▶ Your assignment:
Return only the lines of the listing below that run from the line with "form: x=17 y=42." through the line with "Query: framed photographic print", both ends included, exactly as written.

▶ Records to process:
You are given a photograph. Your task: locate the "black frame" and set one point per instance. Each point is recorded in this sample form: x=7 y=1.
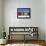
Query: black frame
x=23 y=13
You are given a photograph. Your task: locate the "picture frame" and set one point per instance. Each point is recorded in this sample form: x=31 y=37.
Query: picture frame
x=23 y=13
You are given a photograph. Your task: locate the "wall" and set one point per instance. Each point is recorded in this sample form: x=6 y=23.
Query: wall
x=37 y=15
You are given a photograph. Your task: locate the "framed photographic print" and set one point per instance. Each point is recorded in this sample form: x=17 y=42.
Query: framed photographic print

==

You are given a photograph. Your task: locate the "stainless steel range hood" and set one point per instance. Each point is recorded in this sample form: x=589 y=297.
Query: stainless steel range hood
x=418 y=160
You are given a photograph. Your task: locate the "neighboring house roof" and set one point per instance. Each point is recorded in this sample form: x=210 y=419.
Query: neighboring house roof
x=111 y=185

▶ Reply:
You are given a photograph. Your task: locate the "framed photographic print" and set one point per instance. Each point is recorded in this sample form: x=17 y=42.
Query: framed photographic print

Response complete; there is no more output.